▶ [TASK BRIEF]:
Copy the listing below word for word, starting at its first line and going through the line that contains "404), (126, 393)]]".

Items from a data source:
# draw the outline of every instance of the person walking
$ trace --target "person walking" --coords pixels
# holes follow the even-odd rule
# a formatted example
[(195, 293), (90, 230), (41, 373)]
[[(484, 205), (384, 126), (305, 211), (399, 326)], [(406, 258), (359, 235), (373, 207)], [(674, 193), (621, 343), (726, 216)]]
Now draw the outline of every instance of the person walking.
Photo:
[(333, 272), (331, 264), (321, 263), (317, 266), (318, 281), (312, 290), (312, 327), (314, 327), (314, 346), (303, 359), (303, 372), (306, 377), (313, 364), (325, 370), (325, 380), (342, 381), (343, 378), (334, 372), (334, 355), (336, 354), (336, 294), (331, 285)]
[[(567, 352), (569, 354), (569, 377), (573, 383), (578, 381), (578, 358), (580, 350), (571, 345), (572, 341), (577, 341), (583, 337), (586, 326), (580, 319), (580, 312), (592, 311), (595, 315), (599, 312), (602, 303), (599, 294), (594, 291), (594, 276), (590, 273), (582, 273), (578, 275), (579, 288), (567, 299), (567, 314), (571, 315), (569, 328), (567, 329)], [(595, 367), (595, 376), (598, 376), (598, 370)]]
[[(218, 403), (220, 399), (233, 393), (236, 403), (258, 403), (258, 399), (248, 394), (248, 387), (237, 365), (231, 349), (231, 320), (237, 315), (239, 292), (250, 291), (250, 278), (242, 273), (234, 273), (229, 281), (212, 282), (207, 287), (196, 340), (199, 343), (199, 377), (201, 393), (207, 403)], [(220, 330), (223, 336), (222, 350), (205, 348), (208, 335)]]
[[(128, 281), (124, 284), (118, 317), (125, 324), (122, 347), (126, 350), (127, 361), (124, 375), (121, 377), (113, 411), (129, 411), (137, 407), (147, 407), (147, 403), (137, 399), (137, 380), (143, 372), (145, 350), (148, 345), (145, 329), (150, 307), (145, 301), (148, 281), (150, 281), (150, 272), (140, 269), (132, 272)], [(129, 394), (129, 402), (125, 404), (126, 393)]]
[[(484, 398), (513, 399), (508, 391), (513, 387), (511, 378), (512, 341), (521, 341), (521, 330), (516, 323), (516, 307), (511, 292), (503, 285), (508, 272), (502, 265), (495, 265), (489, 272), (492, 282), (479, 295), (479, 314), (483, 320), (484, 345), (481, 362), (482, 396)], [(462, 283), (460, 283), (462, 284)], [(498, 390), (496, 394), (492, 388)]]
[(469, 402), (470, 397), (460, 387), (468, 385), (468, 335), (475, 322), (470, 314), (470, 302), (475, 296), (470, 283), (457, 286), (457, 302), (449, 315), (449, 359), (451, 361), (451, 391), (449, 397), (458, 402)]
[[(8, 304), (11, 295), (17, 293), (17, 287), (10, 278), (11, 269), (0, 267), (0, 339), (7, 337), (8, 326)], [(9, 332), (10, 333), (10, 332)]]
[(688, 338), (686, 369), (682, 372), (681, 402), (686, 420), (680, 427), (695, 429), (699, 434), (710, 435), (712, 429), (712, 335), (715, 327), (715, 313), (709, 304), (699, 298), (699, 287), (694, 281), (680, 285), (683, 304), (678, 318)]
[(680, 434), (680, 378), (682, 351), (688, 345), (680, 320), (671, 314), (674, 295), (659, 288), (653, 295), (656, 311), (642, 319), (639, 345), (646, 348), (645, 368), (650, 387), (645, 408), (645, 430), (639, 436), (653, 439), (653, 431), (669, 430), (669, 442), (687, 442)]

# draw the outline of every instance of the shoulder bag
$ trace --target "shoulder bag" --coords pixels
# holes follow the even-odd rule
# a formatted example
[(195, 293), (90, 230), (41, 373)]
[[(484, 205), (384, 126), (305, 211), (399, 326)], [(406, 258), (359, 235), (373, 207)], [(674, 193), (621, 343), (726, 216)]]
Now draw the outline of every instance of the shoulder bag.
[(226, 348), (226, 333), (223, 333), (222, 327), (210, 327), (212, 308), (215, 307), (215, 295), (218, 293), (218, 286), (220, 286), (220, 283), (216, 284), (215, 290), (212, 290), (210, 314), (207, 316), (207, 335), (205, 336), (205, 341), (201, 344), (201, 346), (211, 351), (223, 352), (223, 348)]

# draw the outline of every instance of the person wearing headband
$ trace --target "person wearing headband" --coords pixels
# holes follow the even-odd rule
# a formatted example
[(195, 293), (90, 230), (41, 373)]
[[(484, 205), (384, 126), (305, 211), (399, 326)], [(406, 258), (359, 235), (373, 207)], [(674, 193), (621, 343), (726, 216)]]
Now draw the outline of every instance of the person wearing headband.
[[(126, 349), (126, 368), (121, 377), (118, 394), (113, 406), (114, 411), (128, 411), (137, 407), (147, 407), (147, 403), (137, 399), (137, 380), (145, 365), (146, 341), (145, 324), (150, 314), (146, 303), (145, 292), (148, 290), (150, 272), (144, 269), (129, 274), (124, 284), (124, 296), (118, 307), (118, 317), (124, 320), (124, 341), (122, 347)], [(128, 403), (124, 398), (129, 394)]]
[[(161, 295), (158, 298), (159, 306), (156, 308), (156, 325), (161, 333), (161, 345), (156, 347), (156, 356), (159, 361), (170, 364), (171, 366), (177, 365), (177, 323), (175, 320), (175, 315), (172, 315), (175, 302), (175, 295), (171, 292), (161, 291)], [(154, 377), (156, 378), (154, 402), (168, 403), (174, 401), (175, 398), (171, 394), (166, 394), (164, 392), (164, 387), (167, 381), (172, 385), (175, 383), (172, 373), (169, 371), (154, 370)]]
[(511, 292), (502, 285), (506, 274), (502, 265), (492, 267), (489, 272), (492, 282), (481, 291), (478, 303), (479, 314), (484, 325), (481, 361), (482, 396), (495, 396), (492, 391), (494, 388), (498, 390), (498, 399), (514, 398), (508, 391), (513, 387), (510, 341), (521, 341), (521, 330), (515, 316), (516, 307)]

▶ [ANSWER FOR THIS EXERCISE]:
# draw the outline of every instance of the person walking
$ trace --target "person walking" --coords pixels
# holes follow the even-odd rule
# a formatted example
[(195, 293), (90, 230), (41, 373)]
[[(484, 205), (384, 126), (305, 211), (399, 326)], [(406, 258), (359, 235), (373, 207)], [(674, 193), (621, 343), (726, 216)]]
Now draw the outline of every instance of the person walking.
Photo:
[(333, 272), (331, 264), (321, 263), (317, 266), (318, 281), (312, 290), (312, 327), (314, 327), (314, 346), (303, 359), (303, 372), (306, 377), (313, 364), (325, 370), (325, 380), (342, 381), (343, 378), (334, 372), (334, 355), (336, 354), (336, 294), (331, 285)]
[[(567, 352), (569, 354), (569, 377), (573, 383), (578, 381), (578, 358), (580, 350), (571, 345), (572, 341), (577, 341), (583, 337), (586, 326), (580, 319), (580, 312), (592, 311), (595, 315), (599, 312), (602, 303), (599, 294), (594, 291), (594, 276), (590, 273), (582, 273), (578, 275), (579, 288), (567, 299), (567, 314), (571, 315), (569, 328), (567, 329)], [(595, 367), (595, 376), (598, 376), (598, 370)]]
[[(218, 403), (220, 399), (233, 393), (236, 403), (258, 403), (258, 399), (248, 394), (248, 387), (237, 365), (231, 349), (231, 320), (237, 315), (239, 292), (250, 291), (250, 278), (242, 273), (234, 273), (229, 281), (212, 282), (207, 287), (196, 340), (199, 343), (199, 377), (201, 393), (207, 403)], [(220, 330), (223, 336), (222, 350), (205, 348), (208, 335)]]
[[(128, 281), (124, 284), (118, 317), (125, 324), (122, 347), (126, 350), (127, 361), (124, 375), (121, 377), (113, 411), (129, 411), (137, 407), (147, 407), (147, 403), (137, 399), (137, 380), (143, 372), (145, 350), (148, 345), (145, 329), (150, 307), (145, 301), (148, 281), (150, 281), (150, 272), (140, 269), (132, 272)], [(129, 394), (129, 402), (125, 404), (126, 393)]]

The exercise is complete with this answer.